- **FONTE**:
+ + + +
Augh

DiWine Roland

Mag 28, 2013

NavajosFa quasi tenerezza la perseveranza con cui affermati produttori e competenti enologi continuano a prendere a sassate il mondo del vino naturale. Quasi.
E dire che sono persone che il mestiere lo ben conoscono, come Cotarella (vabbè, dai) o, ultimo cronologicamente, Stefano Capelli, l’enologo di Cà del Bosco.
Gli spumanti di Annamaria Clementi mi piacciono, sono bevibili, leggeri, a volte anche soavi. Forse omologati, ma verso l’alto, tecnicamente ben fatti.
Leggere quindi l’intervista a Capelli sul blog di Luciano Pignataro mi fa strano, sembra quasi una sua difesa d’ufficio dei metodi che vengono usati per produrre i metodo classico di Ca’ del Bosco.
Nell’intervista, Capelli sostiene che i lieviti naturali tendono ad omologare il vino, perché sarebbero tutti uguali; usarne invece di selezionati consente di variare il gusto ed il profumo del prodotto finale. E’ un po’ quel che dice Luca Maroni (rivabbé, dai) quando consiglia i propri servigi per migliorare il vino prima dell’imbottigliamento.
Fin qui, potrei anche ascoltare (leggere) le parole dell’enologo Stefano Capelli, che sicuramente sa ben più di me di cosa si sta parlando.
Mi piace ad esempio il discorso che fa sulla solforosa, dando molta importanza all’igiene delle uve ed alla loro sanità sulla pianta.
Quello che trovo sbagliato nella logica del discorso è invece dire che i lieviti naturali tolgano il senso del territorio al vino perché la fermentazione dovuta ai lieviti indigeni sviluppa un insieme “di alcoli superiori, acetati e odori fenolici prodotti da questi lieviti non-saccharomyces. I vini prodotti in questo modo si assomigliano, quale che sia il loro terroir“.
Sembra quasi che voglia dire che dal terreno l’uva non trae niente, e nemmeno dall’andamento climatico della stagione, sembra quasi.
+ + + +
- **SFIDA A**: Sostituisci "wicker chair" con "rattan chair" nelle righe dei record che vanno da quella che contiene "Objective — one point per instance of the bench" fino alla fine dei record, e riscrivile lasciando tutto il resto invariato.
+ + + +
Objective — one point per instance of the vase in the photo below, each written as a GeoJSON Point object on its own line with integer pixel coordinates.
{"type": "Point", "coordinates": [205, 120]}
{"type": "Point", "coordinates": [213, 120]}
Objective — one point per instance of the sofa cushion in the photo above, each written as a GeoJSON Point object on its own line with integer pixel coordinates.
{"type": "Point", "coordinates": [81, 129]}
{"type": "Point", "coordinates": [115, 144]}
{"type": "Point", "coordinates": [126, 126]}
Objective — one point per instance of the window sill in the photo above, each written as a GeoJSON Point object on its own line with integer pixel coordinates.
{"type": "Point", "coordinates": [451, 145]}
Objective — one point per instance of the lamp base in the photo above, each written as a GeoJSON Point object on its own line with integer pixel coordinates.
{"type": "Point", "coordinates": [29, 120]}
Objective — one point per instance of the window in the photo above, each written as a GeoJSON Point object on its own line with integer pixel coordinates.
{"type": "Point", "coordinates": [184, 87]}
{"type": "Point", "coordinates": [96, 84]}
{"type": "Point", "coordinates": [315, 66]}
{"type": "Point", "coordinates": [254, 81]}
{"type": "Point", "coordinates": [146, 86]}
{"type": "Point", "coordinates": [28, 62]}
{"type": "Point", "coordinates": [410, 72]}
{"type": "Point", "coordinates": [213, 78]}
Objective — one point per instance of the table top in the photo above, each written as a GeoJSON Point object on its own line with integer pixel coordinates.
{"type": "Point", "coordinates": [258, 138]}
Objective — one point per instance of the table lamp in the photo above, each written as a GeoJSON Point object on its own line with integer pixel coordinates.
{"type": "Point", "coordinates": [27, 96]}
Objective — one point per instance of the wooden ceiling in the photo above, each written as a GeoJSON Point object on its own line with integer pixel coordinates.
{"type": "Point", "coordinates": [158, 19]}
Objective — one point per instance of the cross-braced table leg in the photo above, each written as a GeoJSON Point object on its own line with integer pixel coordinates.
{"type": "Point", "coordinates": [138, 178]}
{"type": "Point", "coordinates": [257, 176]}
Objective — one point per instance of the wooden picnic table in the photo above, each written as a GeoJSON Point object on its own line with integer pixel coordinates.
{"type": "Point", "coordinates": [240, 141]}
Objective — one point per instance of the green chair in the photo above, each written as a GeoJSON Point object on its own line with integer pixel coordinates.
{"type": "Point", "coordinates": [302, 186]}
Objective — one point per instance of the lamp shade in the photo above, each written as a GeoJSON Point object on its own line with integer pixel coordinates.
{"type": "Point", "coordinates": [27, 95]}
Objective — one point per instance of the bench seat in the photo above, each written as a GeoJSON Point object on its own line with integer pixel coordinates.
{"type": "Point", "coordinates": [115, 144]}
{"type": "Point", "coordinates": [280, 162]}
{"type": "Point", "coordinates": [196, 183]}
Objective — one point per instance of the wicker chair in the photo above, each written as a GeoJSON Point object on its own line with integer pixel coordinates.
+ + + +
- **SFIDA B**: Cita parola per parola dal testo sul vino naturale il passo che comincia con "NavajosFa quasi tenerezza" e finisce con "Ca’ del Bosco.".

- **SVOLGIMENTO A**:
Objective — one point per instance of the bench seat in the photo above, each written as a GeoJSON Point object on its own line with integer pixel coordinates.
{"type": "Point", "coordinates": [115, 144]}
{"type": "Point", "coordinates": [280, 162]}
{"type": "Point", "coordinates": [196, 183]}
Objective — one point per instance of the rattan chair in the photo above, each written as a GeoJSON Point object on its own line with integer pixel coordinates.

- **SVOLGIMENTO B**:
NavajosFa quasi tenerezza la perseveranza con cui affermati produttori e competenti enologi continuano a prendere a sassate il mondo del vino naturale. Quasi.
E dire che sono persone che il mestiere lo ben conoscono, come Cotarella (vabbè, dai) o, ultimo cronologicamente, Stefano Capelli, l’enologo di Cà del Bosco.
Gli spumanti di Annamaria Clementi mi piacciono, sono bevibili, leggeri, a volte anche soavi. Forse omologati, ma verso l’alto, tecnicamente ben fatti.
Leggere quindi l’intervista a Capelli sul blog di Luciano Pignataro mi fa strano, sembra quasi una sua difesa d’ufficio dei metodi che vengono usati per produrre i metodo classico di Ca’ del Bosco.